コラム:日本初の国産回虫駆除剤

コラム:日本初の国産回虫駆除剤
「サントニン」

当社の創業者、市野瀬潜はかねてより輸入特効薬の国産化を検討してきたが、大正期末から具体的構想として浮上してきたのが回虫駆除の特効薬だった。

日本人は古来、回虫の害に悩まされ続けてきたが、当時の回虫駆除の特効薬サントニンは国内では生産できず、そのほとんどをロシアから輸入し、また、輸入医薬品の筆頭でもあり大変高価だった。サントニンの原料となる植物は、中央アジアのキルギス高原だけで産するもので、ロシアは極端な保護政策のもと種苗の国外持ち出しを厳禁していた。
当社はサントニンの原草探索に奔走し、欧州産の品種に着目して日本で生育、収穫した花蕾からサントニンの結晶を抽出して含有を確認した。その品種は、当時の本社所在地の地名にちなみ「ミブヨモギ」と命名した。
原草を確保できたとはいえ、栽培地の選定、広域栽培の開始、優良品種への改良、製造設備の開発など、国産化への過程には困難な課題が山積していた。10年近い期間を費やしてその一つひとつを解決していったことで、1940年(昭和15)、回虫駆除の特効薬である国産サントニンの発売に至った。
戦中から戦後にかけての日本社会では、生活・衛生環境の悪化を背景に寄生虫、とりわけ回虫が蔓延していた。国民の回虫感染率が、地域によっては70%から80%に上ったといわれていた当時、サントニンの発売は、回虫感染で栄養失調に苦しむ患者さんにとって大きな福音となった。
このように、回虫禍に悩まされた日本であったが、昭和20年代後半にはいると回虫感染率は年を追って急速に減少し、1960年(昭和35)には15.5%にまで減少した。食料事情や衛生環境の改善もあったが、官民挙げての集団駆虫対策、とりわけ国産サントニンの増産とその薬効によるところが大きかった。

回虫感染率が減少すれば、当然のことながらサントニンの需要も減じる。また、他の駆虫剤との競争も加わり価格も急落したことから、昭和30年代に入り、一時は総売上高の9割を占めたサントニンの売り上げは急減した。医薬品は、その効き目によって病態が改善されて需要がなくなることが理想とされるが、このサントニンの消長こそくすりの理想を達成した典型的な事例ではないだろうか。

- _提示情報_
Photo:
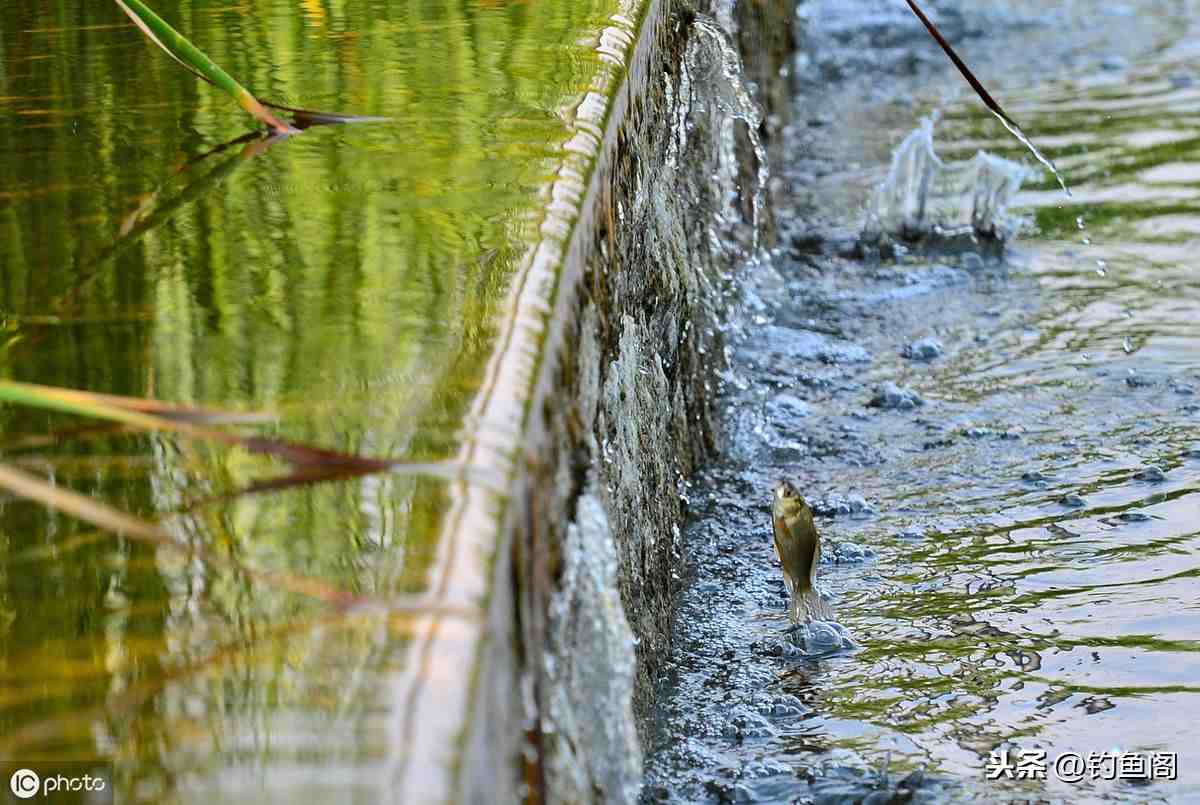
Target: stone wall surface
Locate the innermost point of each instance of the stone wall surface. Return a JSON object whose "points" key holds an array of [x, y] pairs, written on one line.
{"points": [[619, 354]]}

- _課題_
サントニンのコラムのうち、「原草を確保できたとはいえ、栽」で始まり「型的な事例ではないだろうか。」まで続く部分を、「回虫感染率」を「回虫の感染率」に置き換えて書き直すこと。

- _解答_
原草を確保できたとはいえ、栽培地の選定、広域栽培の開始、優良品種への改良、製造設備の開発など、国産化への過程には困難な課題が山積していた。10年近い期間を費やしてその一つひとつを解決していったことで、1940年(昭和15)、回虫駆除の特効薬である国産サントニンの発売に至った。
戦中から戦後にかけての日本社会では、生活・衛生環境の悪化を背景に寄生虫、とりわけ回虫が蔓延していた。国民の回虫の感染率が、地域によっては70%から80%に上ったといわれていた当時、サントニンの発売は、回虫感染で栄養失調に苦しむ患者さんにとって大きな福音となった。
このように、回虫禍に悩まされた日本であったが、昭和20年代後半にはいると回虫の感染率は年を追って急速に減少し、1960年(昭和35)には15.5%にまで減少した。食料事情や衛生環境の改善もあったが、官民挙げての集団駆虫対策、とりわけ国産サントニンの増産とその薬効によるところが大きかった。

回虫の感染率が減少すれば、当然のことながらサントニンの需要も減じる。また、他の駆虫剤との競争も加わり価格も急落したことから、昭和30年代に入り、一時は総売上高の9割を占めたサントニンの売り上げは急減した。医薬品は、その効き目によって病態が改善されて需要がなくなることが理想とされるが、このサントニンの消長こそくすりの理想を達成した典型的な事例ではないだろうか。